- [YOUR TASK]:
Reproduce all the entries precisely.

- [DATA ENTRIES]:
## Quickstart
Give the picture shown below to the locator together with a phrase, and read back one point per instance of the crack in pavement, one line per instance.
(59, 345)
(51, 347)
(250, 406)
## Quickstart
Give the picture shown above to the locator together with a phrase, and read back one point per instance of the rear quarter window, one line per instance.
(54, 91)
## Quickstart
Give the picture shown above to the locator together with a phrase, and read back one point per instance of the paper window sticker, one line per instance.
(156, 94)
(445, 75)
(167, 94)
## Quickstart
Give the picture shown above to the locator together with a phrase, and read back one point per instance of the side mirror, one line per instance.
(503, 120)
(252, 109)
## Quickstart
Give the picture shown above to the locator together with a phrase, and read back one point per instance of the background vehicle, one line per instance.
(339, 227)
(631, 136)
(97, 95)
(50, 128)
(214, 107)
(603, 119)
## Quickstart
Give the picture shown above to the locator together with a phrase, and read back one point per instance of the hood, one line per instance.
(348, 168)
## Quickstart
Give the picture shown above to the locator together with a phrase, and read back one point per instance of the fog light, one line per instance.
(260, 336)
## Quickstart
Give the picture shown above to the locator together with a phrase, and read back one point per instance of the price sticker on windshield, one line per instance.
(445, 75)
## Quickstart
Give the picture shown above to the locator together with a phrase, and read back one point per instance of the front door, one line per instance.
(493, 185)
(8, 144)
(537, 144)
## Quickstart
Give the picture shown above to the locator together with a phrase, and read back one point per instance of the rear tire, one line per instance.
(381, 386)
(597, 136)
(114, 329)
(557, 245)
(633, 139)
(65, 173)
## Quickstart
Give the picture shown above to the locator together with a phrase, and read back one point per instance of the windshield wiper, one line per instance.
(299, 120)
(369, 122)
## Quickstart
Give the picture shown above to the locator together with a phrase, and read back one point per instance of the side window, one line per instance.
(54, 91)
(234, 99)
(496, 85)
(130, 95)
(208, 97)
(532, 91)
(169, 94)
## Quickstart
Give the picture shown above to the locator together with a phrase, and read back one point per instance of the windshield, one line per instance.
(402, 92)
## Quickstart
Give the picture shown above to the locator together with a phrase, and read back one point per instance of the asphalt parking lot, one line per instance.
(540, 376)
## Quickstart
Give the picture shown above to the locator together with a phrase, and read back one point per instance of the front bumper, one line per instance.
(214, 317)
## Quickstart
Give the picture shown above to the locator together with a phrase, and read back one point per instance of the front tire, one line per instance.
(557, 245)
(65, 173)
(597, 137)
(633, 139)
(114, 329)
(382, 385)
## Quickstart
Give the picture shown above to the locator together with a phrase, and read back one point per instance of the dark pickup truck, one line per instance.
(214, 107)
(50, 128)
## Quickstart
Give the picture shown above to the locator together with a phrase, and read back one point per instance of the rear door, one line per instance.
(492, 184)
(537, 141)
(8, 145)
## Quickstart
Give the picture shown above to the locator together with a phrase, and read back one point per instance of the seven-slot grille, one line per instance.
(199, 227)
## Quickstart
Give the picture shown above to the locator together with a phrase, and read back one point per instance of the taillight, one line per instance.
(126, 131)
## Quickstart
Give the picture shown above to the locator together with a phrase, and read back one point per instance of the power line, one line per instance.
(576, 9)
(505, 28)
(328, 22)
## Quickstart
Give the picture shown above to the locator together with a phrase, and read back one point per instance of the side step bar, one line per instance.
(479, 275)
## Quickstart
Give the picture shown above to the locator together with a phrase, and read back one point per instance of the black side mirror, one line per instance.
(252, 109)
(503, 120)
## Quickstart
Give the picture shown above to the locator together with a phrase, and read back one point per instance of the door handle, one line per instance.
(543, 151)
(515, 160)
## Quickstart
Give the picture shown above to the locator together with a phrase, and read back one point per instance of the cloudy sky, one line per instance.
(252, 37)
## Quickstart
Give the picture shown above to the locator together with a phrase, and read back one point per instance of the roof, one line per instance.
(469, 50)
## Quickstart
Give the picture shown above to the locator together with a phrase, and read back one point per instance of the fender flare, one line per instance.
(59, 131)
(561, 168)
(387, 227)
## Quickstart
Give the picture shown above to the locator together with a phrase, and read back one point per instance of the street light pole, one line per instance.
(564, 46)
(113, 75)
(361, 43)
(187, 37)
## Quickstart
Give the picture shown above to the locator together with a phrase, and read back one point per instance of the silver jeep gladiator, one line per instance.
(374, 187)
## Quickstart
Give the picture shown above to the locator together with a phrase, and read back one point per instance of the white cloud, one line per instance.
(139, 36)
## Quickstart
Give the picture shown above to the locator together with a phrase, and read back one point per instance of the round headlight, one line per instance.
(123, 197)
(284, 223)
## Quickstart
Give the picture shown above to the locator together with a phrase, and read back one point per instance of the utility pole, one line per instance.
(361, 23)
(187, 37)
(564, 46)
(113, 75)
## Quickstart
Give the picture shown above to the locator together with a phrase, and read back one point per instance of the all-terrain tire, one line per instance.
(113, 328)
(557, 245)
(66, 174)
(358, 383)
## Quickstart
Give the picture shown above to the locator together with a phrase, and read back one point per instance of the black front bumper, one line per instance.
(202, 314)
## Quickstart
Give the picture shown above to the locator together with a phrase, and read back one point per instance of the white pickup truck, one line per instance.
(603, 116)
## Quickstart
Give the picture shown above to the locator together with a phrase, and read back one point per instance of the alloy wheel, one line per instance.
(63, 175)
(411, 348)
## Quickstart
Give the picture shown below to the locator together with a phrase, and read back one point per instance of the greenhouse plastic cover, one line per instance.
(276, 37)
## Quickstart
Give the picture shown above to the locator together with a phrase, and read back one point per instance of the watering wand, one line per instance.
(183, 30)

- [OUTPUT FOR THIS TASK]:
## Quickstart
Give the picture shown below to the locator together with a phrase, and read back one point per instance of the crack in pavement, one line per instance.
(59, 345)
(51, 347)
(250, 406)
## Quickstart
Give the picture shown above to the locator together with a phrase, and read back one point per instance of the rear quarter window, one line per instance.
(54, 91)
## Quickstart
Give the picture shown above to the locator together with a phrase, and read back one point per instance of the paper window sticker, one line per instance.
(156, 94)
(445, 75)
(167, 94)
## Quickstart
Give the picture shown above to the locator together with a phrase, and read back one point per instance of the side mirror, one line per instance.
(503, 120)
(252, 109)
## Quickstart
Give the picture shown above to the locator together with a phrase, and read back one point per instance of the background vehicle, one line per instance.
(339, 227)
(631, 136)
(97, 95)
(50, 128)
(214, 107)
(603, 119)
## Quickstart
Give the picture shown above to the locator together with a phrase, and read back one point per instance of the hood, one line per instance.
(348, 168)
## Quickstart
Give the picture shown above to the locator together with a phrase, and read back one point per instance of the fog light, one line per instance.
(260, 336)
## Quickstart
Give the picture shown above to the locator together with a phrase, and read back one point per instance of the price sticker on windshield, one line per instance.
(445, 75)
## Quickstart
Give the picture shown above to the locator together with a phrase, and read back one point per instance of the front door, one line per instance.
(493, 185)
(8, 144)
(537, 144)
## Quickstart
Give the picture shown above to the locator together with a phrase, and read back one point per instance of the rear tire, one line per instance.
(381, 386)
(597, 136)
(114, 329)
(557, 245)
(633, 139)
(65, 173)
## Quickstart
Give the picture shown above to the locator together with a phrase, and read back one point per instance of the windshield wiper, one line per instance.
(299, 120)
(369, 122)
## Quickstart
Give the picture shown above to the locator together with a phrase, and read back one point per instance of the side window, one line per instance.
(54, 91)
(234, 99)
(496, 85)
(130, 95)
(208, 97)
(532, 91)
(169, 94)
## Quickstart
Give the picture shown above to the locator together with a phrase, and read back one point per instance of the windshield, one line per instance.
(402, 92)
## Quickstart
Give the picture shown above to the locator together with a phrase, and read back one point per instance of the asphalt parking lot, one line per instance.
(540, 376)
## Quickstart
Give the picture shown above to the locator together with a phrase, and read back one point per instance of the front bumper, one line per instance.
(214, 317)
## Quickstart
Give the picture shown above to the locator together with a phrase, and read back one point per instance of the front tire, one line per instance.
(557, 245)
(65, 173)
(597, 137)
(633, 139)
(114, 329)
(382, 385)
## Quickstart
Give the picture shown above to the locator together with a phrase, and read back one point per instance of the dark pickup truck, one line per instance.
(214, 107)
(50, 128)
## Quickstart
Give the picture shown above to the locator together with a phrase, and read back one point per instance of the rear door, one line per instance.
(492, 184)
(537, 141)
(8, 145)
## Quickstart
Give the picture shown above to the locator together with a phrase, and read back one point per instance of the seven-slot grille, one line per instance.
(199, 227)
## Quickstart
Give the picture shown above to the locator together with a phrase, and read back one point per instance of the taillight, one line per instance.
(126, 131)
## Quickstart
Give the picture shown above to the locator together with a phrase, and read back one point per instance of the power line, one line per instance.
(576, 9)
(505, 28)
(328, 22)
## Quickstart
Give the picture shown above to the locator together with a phrase, and read back one point per instance of the side step bar, one line per instance.
(479, 275)
## Quickstart
Give the picture shown above to the locator together with a phrase, and read back one point per instance of the black side mirror, one line per instance.
(252, 109)
(503, 120)
## Quickstart
Give the picture shown above to the locator together with a phrase, and read back one point per instance of the door handle, one line per instance.
(543, 151)
(515, 160)
## Quickstart
Give the picture shown above to the locator together with a phrase, and read back one point per instance of the cloudy sky, one line per instance.
(252, 37)
## Quickstart
Give the picture shown above to the locator together with a phrase, and read back one point per instance of the roof, one line per instance.
(469, 50)
## Quickstart
Give the picture shown above to the locator together with a phrase, and read back one point per instance of the fender flare, one line per instance.
(59, 131)
(561, 168)
(387, 227)
## Quickstart
Give the picture shown above to the locator together with a phrase, and read back one point per instance of the street light pole, one line per instance.
(564, 46)
(113, 75)
(361, 43)
(187, 37)
## Quickstart
Give the picture shown above to the locator together with a phrase, and read back one point per instance of the silver jeep gladiator, one line per instance.
(374, 187)
## Quickstart
Give the picture shown above to the locator together with a phrase, and read back one point per instance of the white cloud, one line per instance.
(139, 36)
## Quickstart
Give the picture shown above to the locator together with a phrase, and read back one point per instance of the round headlight, one line per instance.
(123, 197)
(284, 223)
## Quickstart
Give the picture shown above to the locator together with a phrase, and read back one point per instance of the utility pole, one line per instance.
(361, 23)
(187, 37)
(564, 46)
(113, 75)
## Quickstart
Give the picture shown above to the locator together with a phrase, and read back one point per instance of the all-terrain tire, one line per instance.
(113, 328)
(557, 245)
(66, 174)
(358, 383)
## Quickstart
Give the picture shown above to the locator together with a phrase, and read back one point per instance of the black front bumper, one line per instance.
(202, 314)
## Quickstart
Give the picture shown above to the locator together with a phrase, and read back one point per instance of the white pickup truck, one line per instance.
(603, 116)
## Quickstart
Give the picture shown above to the locator together with a phrase, and read back one point per instance of the alloy wheel, one line per instance.
(63, 175)
(411, 348)
## Quickstart
Give the picture shown below to the locator together with a phrase, and read back one point per instance of the greenhouse plastic cover, one line per instance.
(276, 37)
## Quickstart
Give the picture shown above to the locator together with a phrase, and read back one point per instance of the watering wand, one line per instance.
(183, 30)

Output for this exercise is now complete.